▸ **STATED PROBLEM**
Show each line from the entries below that contains the word "arrangement".

▸ **Photo object pointing records**
▬▬▬

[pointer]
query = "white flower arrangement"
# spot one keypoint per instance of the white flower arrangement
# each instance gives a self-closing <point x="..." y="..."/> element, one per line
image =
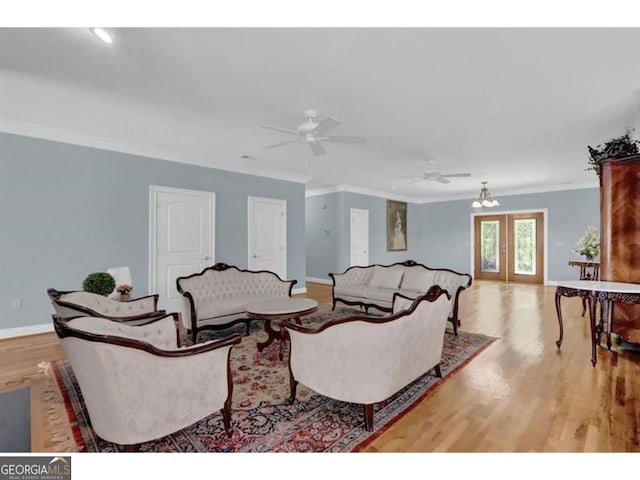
<point x="589" y="244"/>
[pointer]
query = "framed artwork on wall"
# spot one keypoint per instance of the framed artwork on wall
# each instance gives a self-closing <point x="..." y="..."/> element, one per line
<point x="396" y="226"/>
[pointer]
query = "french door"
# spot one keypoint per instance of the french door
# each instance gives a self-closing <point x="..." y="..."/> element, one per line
<point x="509" y="247"/>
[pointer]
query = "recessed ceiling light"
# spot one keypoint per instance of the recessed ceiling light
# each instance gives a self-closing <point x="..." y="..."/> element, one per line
<point x="102" y="34"/>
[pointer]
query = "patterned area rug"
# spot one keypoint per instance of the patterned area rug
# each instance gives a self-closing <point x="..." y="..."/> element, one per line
<point x="261" y="418"/>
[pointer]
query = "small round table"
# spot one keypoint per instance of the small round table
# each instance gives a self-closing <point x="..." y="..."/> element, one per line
<point x="276" y="310"/>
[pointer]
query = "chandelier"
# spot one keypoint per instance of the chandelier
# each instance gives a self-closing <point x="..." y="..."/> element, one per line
<point x="484" y="199"/>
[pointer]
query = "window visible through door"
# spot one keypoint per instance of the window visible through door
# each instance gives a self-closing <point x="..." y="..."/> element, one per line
<point x="509" y="247"/>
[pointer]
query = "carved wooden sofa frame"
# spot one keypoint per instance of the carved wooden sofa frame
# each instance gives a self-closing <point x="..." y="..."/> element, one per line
<point x="64" y="330"/>
<point x="194" y="327"/>
<point x="370" y="303"/>
<point x="67" y="308"/>
<point x="431" y="296"/>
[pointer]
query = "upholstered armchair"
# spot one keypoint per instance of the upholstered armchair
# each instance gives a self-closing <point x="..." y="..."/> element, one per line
<point x="138" y="385"/>
<point x="77" y="303"/>
<point x="368" y="359"/>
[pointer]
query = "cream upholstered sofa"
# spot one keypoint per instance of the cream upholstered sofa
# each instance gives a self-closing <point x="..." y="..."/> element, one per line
<point x="78" y="303"/>
<point x="367" y="359"/>
<point x="373" y="286"/>
<point x="138" y="385"/>
<point x="218" y="296"/>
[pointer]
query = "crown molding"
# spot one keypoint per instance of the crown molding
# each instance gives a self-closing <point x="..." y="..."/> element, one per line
<point x="457" y="197"/>
<point x="47" y="132"/>
<point x="360" y="190"/>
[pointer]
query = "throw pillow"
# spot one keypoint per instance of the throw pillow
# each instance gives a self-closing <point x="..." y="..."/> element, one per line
<point x="384" y="277"/>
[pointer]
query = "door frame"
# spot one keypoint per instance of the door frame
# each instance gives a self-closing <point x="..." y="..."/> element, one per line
<point x="154" y="190"/>
<point x="283" y="212"/>
<point x="545" y="223"/>
<point x="351" y="211"/>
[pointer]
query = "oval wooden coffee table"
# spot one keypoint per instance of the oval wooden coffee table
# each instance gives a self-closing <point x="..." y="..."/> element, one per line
<point x="277" y="310"/>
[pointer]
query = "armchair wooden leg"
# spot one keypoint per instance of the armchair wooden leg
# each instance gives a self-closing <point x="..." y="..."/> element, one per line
<point x="293" y="385"/>
<point x="226" y="418"/>
<point x="368" y="416"/>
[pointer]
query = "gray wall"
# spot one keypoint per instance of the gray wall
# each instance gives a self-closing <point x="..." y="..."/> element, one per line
<point x="66" y="211"/>
<point x="331" y="252"/>
<point x="440" y="233"/>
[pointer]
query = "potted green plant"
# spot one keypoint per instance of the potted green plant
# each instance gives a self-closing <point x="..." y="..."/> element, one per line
<point x="618" y="147"/>
<point x="589" y="244"/>
<point x="101" y="283"/>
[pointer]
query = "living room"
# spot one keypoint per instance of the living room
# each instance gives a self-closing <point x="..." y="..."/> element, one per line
<point x="84" y="136"/>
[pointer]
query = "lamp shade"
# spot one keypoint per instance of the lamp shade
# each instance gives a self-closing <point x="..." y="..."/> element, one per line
<point x="484" y="198"/>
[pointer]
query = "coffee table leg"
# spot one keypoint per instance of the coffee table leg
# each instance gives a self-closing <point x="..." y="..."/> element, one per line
<point x="270" y="336"/>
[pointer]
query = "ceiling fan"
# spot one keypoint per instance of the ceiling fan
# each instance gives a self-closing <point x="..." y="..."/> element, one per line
<point x="314" y="134"/>
<point x="434" y="176"/>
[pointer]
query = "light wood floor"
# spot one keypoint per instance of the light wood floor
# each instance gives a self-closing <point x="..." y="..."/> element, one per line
<point x="520" y="394"/>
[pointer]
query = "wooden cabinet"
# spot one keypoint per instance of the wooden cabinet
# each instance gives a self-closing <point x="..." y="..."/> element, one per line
<point x="620" y="236"/>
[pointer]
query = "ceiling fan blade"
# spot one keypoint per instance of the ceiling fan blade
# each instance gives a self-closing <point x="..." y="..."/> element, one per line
<point x="326" y="125"/>
<point x="317" y="148"/>
<point x="341" y="139"/>
<point x="283" y="143"/>
<point x="278" y="129"/>
<point x="457" y="175"/>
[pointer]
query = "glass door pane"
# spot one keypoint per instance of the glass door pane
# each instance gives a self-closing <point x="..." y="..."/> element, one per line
<point x="524" y="252"/>
<point x="489" y="246"/>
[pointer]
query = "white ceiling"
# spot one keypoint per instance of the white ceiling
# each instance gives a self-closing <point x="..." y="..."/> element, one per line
<point x="515" y="107"/>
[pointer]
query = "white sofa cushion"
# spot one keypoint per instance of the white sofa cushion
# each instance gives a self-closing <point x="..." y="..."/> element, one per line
<point x="384" y="277"/>
<point x="352" y="290"/>
<point x="401" y="303"/>
<point x="229" y="306"/>
<point x="418" y="279"/>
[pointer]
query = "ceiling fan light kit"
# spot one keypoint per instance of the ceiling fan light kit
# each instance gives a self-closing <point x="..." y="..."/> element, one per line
<point x="314" y="133"/>
<point x="484" y="199"/>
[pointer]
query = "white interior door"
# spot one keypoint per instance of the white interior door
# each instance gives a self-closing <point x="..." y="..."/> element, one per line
<point x="181" y="240"/>
<point x="359" y="237"/>
<point x="267" y="235"/>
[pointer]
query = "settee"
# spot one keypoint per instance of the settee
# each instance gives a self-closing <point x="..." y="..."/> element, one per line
<point x="78" y="303"/>
<point x="219" y="295"/>
<point x="366" y="360"/>
<point x="373" y="286"/>
<point x="136" y="381"/>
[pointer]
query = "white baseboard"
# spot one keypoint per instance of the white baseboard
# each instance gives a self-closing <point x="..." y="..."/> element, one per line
<point x="22" y="331"/>
<point x="325" y="281"/>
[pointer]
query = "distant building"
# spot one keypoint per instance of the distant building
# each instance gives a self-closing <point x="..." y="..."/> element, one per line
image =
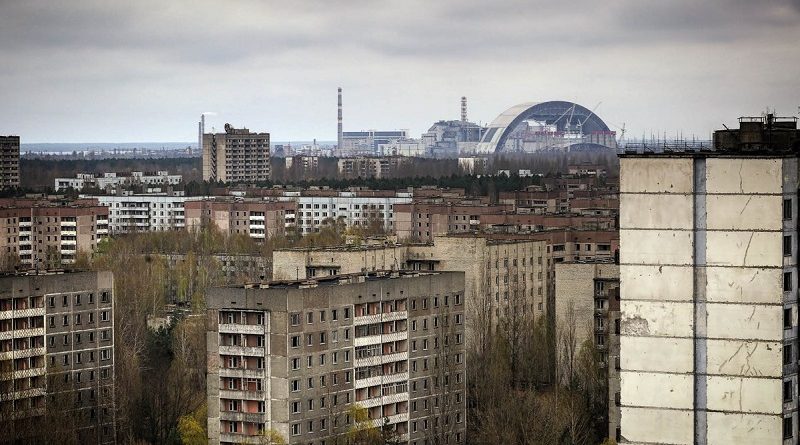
<point x="9" y="161"/>
<point x="44" y="234"/>
<point x="709" y="310"/>
<point x="156" y="212"/>
<point x="257" y="219"/>
<point x="587" y="310"/>
<point x="367" y="142"/>
<point x="295" y="356"/>
<point x="57" y="357"/>
<point x="236" y="156"/>
<point x="112" y="181"/>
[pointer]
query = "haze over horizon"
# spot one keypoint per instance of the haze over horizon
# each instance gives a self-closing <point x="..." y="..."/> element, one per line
<point x="94" y="71"/>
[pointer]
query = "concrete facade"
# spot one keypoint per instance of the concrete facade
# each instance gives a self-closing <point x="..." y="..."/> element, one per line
<point x="708" y="246"/>
<point x="236" y="156"/>
<point x="587" y="304"/>
<point x="57" y="350"/>
<point x="9" y="161"/>
<point x="295" y="356"/>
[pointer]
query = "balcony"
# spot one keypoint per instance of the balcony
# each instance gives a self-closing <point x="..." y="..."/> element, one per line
<point x="380" y="338"/>
<point x="238" y="416"/>
<point x="21" y="333"/>
<point x="242" y="350"/>
<point x="381" y="380"/>
<point x="395" y="418"/>
<point x="242" y="373"/>
<point x="378" y="318"/>
<point x="22" y="313"/>
<point x="241" y="395"/>
<point x="22" y="353"/>
<point x="381" y="359"/>
<point x="384" y="400"/>
<point x="233" y="328"/>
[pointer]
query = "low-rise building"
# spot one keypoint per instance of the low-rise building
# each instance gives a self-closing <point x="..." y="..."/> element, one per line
<point x="296" y="356"/>
<point x="112" y="181"/>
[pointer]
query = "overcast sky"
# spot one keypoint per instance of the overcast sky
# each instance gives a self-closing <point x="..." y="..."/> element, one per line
<point x="113" y="71"/>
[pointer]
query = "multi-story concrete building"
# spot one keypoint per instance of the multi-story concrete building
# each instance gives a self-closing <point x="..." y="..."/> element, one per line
<point x="295" y="356"/>
<point x="112" y="181"/>
<point x="44" y="234"/>
<point x="258" y="219"/>
<point x="708" y="251"/>
<point x="57" y="357"/>
<point x="154" y="212"/>
<point x="353" y="208"/>
<point x="236" y="156"/>
<point x="9" y="161"/>
<point x="587" y="313"/>
<point x="501" y="275"/>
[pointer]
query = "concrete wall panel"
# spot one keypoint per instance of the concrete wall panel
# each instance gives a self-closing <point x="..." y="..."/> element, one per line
<point x="745" y="321"/>
<point x="653" y="175"/>
<point x="647" y="425"/>
<point x="665" y="211"/>
<point x="748" y="358"/>
<point x="744" y="394"/>
<point x="657" y="354"/>
<point x="656" y="247"/>
<point x="743" y="175"/>
<point x="743" y="429"/>
<point x="744" y="212"/>
<point x="730" y="284"/>
<point x="661" y="390"/>
<point x="657" y="282"/>
<point x="751" y="249"/>
<point x="641" y="318"/>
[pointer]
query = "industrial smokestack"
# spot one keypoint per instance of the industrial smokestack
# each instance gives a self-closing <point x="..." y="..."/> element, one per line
<point x="339" y="134"/>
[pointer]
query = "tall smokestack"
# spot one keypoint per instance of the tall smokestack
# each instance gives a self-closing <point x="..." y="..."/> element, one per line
<point x="339" y="134"/>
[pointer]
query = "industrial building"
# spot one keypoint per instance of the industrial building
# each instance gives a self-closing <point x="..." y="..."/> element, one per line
<point x="236" y="156"/>
<point x="709" y="285"/>
<point x="295" y="356"/>
<point x="9" y="161"/>
<point x="546" y="126"/>
<point x="57" y="357"/>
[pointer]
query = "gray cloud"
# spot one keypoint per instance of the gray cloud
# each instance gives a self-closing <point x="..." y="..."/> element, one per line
<point x="98" y="70"/>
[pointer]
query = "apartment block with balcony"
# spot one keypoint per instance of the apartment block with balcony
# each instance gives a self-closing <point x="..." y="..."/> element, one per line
<point x="708" y="272"/>
<point x="295" y="356"/>
<point x="57" y="356"/>
<point x="9" y="161"/>
<point x="236" y="156"/>
<point x="587" y="311"/>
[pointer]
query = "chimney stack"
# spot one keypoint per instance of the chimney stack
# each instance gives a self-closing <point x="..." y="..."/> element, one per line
<point x="339" y="134"/>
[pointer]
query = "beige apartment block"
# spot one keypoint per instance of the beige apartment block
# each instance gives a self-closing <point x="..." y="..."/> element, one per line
<point x="500" y="275"/>
<point x="236" y="156"/>
<point x="587" y="305"/>
<point x="709" y="290"/>
<point x="296" y="356"/>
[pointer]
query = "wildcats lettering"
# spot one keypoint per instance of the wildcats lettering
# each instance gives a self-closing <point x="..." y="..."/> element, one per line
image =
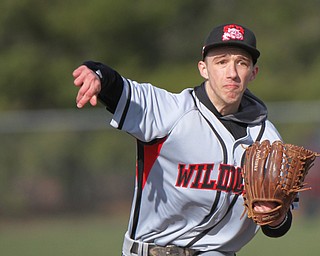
<point x="198" y="176"/>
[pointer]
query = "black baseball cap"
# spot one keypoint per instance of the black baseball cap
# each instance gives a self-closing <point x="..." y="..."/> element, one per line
<point x="232" y="35"/>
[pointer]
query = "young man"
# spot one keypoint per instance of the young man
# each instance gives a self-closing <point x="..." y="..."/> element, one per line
<point x="188" y="194"/>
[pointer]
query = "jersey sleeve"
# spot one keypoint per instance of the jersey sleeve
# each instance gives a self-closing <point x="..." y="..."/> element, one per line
<point x="148" y="112"/>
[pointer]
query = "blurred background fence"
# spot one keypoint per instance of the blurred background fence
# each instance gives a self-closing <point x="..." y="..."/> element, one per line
<point x="72" y="161"/>
<point x="56" y="159"/>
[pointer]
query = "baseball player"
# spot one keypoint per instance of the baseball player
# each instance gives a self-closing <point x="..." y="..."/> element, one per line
<point x="188" y="197"/>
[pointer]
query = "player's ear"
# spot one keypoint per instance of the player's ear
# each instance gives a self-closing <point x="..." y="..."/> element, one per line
<point x="202" y="66"/>
<point x="254" y="72"/>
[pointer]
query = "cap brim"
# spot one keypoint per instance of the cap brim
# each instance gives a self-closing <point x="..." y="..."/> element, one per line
<point x="252" y="51"/>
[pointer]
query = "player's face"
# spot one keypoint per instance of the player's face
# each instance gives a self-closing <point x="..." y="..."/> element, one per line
<point x="227" y="71"/>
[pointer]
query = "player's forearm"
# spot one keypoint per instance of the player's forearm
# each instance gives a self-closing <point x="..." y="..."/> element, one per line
<point x="279" y="230"/>
<point x="111" y="84"/>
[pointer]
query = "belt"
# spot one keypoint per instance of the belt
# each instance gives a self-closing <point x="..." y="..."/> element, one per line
<point x="169" y="250"/>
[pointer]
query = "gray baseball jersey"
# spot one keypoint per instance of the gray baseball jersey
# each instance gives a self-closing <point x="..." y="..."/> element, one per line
<point x="188" y="178"/>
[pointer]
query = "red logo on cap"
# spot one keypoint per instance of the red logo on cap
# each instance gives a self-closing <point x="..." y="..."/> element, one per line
<point x="233" y="32"/>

▬▬▬

▸ **CORRECT ANSWER**
query = "white flower arrangement"
# spot one keypoint per instance of the white flower arrangement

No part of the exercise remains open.